──────── Given text
Proverbs 21:12 is not big on the "can't we all just get along" attitude:

12 The Righteous One takes note of the house of the wicked
    and brings the wicked to ruin.

I have to say that I find this a bit creepy. Well, I guess it's the Old Testament.

■ Ever wondered why the left can't let go of racism? Shelby Steele (writing on the other side of the WSJ paywall, sorry) answers: Why the Left Can’t Let Go of Racism

A staple on cable news these days is the “racial incident,” which stands as a referendum on this question. Today there is Charlottesville. Yesterday there were the deaths of Trayvon Martin, Michael Brown, Freddie Gray and others. Don’t they reveal an irrepressible racism in American life? At the news conferences surrounding these events there are always the Al Sharpton clones, if not the man himself, ready to spin the tale of black tragedy and white bigotry.

Such people—and the American left generally—have a hunger for racism that is almost craven. The writer Walker Percy once wrote of the “sweetness at the horrid core of bad news.” It’s hard to witness the media’s oddly exhilarated reaction to, say, the death of Trayvon Martin without applying Percy’s insight. A black boy is dead. But not all is lost. It looks like racism.
────────────────
▶ _Aim_
Write the next part of the blog post on Proverbs 21:12 and Shelby Steele's column about racism, picking up after its last sentence. The material after this text isn't needed.
──────── Recorded data
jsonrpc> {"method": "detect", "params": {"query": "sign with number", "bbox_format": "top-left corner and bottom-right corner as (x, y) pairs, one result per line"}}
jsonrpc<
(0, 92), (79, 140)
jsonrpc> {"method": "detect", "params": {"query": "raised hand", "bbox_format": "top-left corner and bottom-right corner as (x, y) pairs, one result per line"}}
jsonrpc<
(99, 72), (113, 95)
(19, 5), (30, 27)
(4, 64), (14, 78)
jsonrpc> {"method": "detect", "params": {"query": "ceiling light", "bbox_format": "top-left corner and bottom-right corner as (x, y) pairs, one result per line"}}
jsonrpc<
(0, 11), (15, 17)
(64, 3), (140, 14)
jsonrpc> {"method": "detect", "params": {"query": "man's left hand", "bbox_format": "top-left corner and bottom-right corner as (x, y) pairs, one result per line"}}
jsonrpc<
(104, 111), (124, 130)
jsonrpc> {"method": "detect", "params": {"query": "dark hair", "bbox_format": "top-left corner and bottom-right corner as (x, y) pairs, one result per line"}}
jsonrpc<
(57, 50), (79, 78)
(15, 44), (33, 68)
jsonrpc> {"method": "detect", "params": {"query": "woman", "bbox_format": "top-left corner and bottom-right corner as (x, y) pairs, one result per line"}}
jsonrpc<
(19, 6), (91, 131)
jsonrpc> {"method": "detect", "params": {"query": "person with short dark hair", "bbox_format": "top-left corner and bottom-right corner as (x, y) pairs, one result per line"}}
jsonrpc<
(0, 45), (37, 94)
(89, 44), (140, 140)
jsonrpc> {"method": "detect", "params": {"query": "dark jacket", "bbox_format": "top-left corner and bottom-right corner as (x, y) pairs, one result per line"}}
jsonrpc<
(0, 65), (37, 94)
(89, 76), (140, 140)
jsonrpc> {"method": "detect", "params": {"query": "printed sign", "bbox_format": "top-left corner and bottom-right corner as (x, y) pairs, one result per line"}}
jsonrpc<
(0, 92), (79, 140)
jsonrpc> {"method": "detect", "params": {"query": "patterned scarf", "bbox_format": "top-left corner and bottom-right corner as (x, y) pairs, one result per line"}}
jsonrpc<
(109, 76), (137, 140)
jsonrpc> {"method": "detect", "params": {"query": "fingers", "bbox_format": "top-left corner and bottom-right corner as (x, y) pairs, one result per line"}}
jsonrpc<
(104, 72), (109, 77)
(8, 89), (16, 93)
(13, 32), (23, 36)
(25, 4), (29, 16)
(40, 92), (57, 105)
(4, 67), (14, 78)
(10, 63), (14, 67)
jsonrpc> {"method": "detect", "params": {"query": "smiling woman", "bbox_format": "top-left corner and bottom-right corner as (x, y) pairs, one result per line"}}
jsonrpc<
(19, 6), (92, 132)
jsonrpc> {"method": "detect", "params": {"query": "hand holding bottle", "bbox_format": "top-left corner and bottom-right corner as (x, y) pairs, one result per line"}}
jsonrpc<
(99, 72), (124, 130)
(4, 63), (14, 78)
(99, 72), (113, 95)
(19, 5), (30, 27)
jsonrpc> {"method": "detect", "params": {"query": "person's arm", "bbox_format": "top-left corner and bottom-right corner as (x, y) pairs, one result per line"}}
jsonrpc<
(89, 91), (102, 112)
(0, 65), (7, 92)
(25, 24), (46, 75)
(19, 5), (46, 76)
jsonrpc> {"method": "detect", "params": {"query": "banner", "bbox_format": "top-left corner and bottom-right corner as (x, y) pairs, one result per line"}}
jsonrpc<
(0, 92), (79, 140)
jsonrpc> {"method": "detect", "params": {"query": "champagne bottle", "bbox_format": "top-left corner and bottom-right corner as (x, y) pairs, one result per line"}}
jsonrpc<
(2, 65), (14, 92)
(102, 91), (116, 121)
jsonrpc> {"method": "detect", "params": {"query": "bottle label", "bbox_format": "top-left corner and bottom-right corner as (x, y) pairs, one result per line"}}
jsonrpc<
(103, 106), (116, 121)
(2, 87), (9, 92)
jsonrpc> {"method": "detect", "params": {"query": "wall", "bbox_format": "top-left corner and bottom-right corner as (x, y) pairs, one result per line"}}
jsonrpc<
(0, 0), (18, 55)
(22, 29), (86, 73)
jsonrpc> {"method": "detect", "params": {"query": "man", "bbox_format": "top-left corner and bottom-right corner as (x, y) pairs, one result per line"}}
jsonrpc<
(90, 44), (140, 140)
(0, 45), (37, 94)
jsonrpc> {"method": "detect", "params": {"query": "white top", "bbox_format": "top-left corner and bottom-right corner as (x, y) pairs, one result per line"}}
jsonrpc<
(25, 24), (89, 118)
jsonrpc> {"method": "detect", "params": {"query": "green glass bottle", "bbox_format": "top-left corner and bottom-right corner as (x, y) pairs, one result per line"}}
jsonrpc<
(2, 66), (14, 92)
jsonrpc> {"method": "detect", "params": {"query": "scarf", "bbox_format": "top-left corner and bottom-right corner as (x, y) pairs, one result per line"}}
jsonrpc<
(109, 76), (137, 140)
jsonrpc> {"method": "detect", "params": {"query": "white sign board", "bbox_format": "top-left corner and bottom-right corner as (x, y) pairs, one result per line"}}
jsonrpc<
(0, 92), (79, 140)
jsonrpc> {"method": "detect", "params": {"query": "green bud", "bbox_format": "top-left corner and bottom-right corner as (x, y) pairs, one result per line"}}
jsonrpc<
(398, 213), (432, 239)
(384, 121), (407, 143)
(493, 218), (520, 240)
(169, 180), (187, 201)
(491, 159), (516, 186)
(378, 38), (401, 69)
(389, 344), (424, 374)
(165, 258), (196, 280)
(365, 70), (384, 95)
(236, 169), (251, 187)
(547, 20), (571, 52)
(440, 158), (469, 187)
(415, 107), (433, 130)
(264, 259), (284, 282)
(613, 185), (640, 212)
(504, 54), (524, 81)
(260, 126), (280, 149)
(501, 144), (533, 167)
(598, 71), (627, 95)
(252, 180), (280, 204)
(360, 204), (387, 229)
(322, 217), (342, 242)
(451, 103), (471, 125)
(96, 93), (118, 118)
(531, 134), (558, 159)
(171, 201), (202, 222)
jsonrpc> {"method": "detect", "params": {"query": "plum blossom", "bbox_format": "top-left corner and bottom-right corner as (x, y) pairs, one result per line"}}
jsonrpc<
────────────────
▶ _Reply to the task_
The Progressive American Left needs to analyze news in terms of the Oppressor/Oppressed axis. It's their anchor for interpreting reality. And, increasingly, their justification for pushing people around.

■ A good article by Reihan Salam in the dead-trees National Review has broken out into their website: The Case for Skills-Based Immigration. The occasion is the RAISE Act proposed by Senators Cotton and Perdue.

The premise behind the RAISE Act is that we ought to move away from selecting immigrants mostly on the basis of family ties to selecting them on the basis of their earning potential. I’ve long believed an immigration reform along these lines is urgently necessary. Indeed, one could argue that the RAISE Act represents a long-overdue correction of a mistake made decades ago—a mistake made, funnily enough, by immigration restrictionists of an earlier era.

Predictably, the "racist" tarball has been flung at RAISE. Salam puts it into historical context, and rebuts that nasty charge.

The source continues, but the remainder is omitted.